Travail à faire:
1) Traduisez en anglais la phrase « Ils font partie des meubles, de ces évidences qui peuplent le décor sans qu’on les voie vraiment. », tirée du texte sur l’hiver et les livres de Coppée ci-dessous.
2) D’après le texte sur l’hiver et les livres de Coppée ci-dessous, les affirmations suivantes sont-elles exactes ? Répondez par oui ou par non à chacune, en citant les mots du texte qui tranchent.
(a) Le poêle acheté il y a deux ans a pu être remis en marche.
(b) Le tome I de l’édition L. Herbert porte l’inscription « Prose » sur la tranche.
(c) Charles-Louis Philippe est né à Tronçais.
3) Prolongez d’un paragraphe le texte sur l’hiver et les livres de Coppée ci-dessous, en partant de sa dernière phrase.

Bloc de texte:
• • • • •

J’aime l’hiver, le froid, à condition d’être bien calfeutré chez moi, ce qui est le cas. De longues journées pour lire, écrire, dessiner parfois, peindre de moins en moins. Vu de l’extérieur, on dirait presque une vie de luxe ; s’il n’y avait pas toute la contingence ordinaire, évidemment. Cet après-midi, par exemple, il faudra sortir pour acheter un nouveau poêle, car impossible de remettre en fonction celui que j’ai acheté il y a deux ans. On a tout démonté, nettoyé, remonté, vérifié chaque vis, chaque joint, mais non, rien, foutu. On râle un peu pour la forme contre l’obsolescence programmée, on peste contre les discours écologiques et les aides à la réparation qui s’arrêtent à la porte de Brico Cash. Une journée ordinaire, donc ? Pas tout à fait.

Hier, le 17, j’ai eu soudain envie de redescendre dans la bibliothèque du rez-de-chaussée et de retrouver cette collection de vieux bouquins ayant appartenu à mon aïeul. J’ai dû, de toute ma vie, n’ouvrir qu’une seule fois un livre de François Coppée. J’étais jeune, inculte, aimant me croire moderne, et l’idée même de m’intéresser à un auteur comme Coppée me paraissait déjà une trahison de ce que j’imaginais être la « vraie » littérature. Si je calcule, cela fait bien cinquante ans que ces bouquins n’ont pas été ouverts, peut-être plus, car je doute que mes parents ou mon frère y aient jamais jeté le moindre coup d’œil. Ils font partie des meubles, de ces évidences qui peuplent le décor sans qu’on les voie vraiment. Pas mes parents, les livres.

Cette fois, j’ai pris le tome I de l’édition L. Herbert ; sur la tranche est inscrit « Prose ». Je crois que la première fois j’avais commencé par la poésie, erreur de débutant : trop sentimental, trop poudré, rien à voir avec Rimbaud ou Baudelaire, évidemment, et j’avais refermé ça en me promettant de ne plus y revenir. Pourtant, dans ce travail de documentation que je mène, je ne peux pas faire l’impasse sur Coppée, tout comme je ne peux pas faire l’impasse sur Charles-Louis Philippe, né à Cérilly, à deux pas de Tronçais. Il y a là une géographie, une filiation, que je le veuille ou non.

• • • • •

Données fournies:
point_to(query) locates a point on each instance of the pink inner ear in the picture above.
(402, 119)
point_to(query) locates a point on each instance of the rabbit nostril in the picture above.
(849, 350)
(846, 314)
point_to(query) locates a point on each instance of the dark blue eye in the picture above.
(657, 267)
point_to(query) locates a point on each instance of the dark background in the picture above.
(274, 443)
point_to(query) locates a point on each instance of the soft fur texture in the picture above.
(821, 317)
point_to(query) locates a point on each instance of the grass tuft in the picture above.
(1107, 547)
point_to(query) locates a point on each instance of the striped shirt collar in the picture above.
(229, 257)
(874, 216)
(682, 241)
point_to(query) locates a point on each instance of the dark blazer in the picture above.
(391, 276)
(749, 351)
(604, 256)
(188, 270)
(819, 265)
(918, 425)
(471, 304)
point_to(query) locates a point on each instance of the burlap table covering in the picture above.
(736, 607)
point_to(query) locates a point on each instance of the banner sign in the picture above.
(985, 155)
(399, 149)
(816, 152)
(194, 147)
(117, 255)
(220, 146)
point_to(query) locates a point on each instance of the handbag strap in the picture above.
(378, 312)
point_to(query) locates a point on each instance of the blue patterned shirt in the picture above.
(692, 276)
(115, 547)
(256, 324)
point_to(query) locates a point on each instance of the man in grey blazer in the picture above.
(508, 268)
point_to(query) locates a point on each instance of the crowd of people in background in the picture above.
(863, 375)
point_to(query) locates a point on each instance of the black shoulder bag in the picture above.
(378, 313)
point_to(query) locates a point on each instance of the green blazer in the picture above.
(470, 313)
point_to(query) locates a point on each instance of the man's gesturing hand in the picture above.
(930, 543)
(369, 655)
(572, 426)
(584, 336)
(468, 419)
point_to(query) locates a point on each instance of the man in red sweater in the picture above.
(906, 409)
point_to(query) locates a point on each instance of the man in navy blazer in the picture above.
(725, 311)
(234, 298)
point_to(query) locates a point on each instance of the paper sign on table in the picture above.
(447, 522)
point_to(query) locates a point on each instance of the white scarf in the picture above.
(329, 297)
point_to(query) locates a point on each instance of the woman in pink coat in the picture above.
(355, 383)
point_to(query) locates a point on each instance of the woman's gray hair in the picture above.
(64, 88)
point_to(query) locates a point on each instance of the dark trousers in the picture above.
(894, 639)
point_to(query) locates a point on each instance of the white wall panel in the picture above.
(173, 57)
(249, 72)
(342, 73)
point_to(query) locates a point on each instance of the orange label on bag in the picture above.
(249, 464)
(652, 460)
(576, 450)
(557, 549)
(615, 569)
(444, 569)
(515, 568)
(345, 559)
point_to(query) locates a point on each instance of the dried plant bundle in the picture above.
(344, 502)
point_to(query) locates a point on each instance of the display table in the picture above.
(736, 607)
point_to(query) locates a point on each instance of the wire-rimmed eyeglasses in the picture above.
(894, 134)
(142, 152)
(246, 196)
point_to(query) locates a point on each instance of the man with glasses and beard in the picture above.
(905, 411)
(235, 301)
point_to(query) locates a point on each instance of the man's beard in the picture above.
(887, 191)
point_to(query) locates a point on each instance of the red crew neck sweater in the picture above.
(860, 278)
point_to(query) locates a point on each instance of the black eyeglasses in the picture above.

• • • • •

Réponses dans l’ordre:
1) They are part of the furniture, among those obvious things that fill the setting without anyone really seeing them.

2)
(a) Non : « impossible de remettre en fonction celui que j’ai acheté il y a deux ans ».
(b) Oui : « sur la tranche est inscrit « Prose » ».
(c) Non : « Charles-Louis Philippe, né à Cérilly, à deux pas de Tronçais ».

3)
En ce moment, je suis jusqu’aux yeux dans cette seconde moitié du XIXᵉ siècle : journaux, souvenirs, correspondances, vieilles éditions scannées et qui me brûlent les yeux sur les sites de la BNF et Gallica. On dirait que l’époque actuelle n’existe plus, ou plutôt qu’elle ne m’intéresse plus vraiment. Je m’accroche à la tournure de certaines phrases comme, dans un naufrage, à un morceau d’épave : pas de salut ailleurs que là. Hier, j’ai téléchargé tout Léon Daudet, en me disant qu’il m’en raconterait un peu plus sur les écrivains de son temps, leurs manies, leurs postures, leurs ridicules aussi. Jusque-là, je dois avouer que je n’ai lu qu’Alphonse, et encore à l’école, dans les petites classes, à l’époque où je rêvais d’être indien ; l’intérêt que je portais aux Daudet allait donc à peu près de pair avec mon sérieux en classe.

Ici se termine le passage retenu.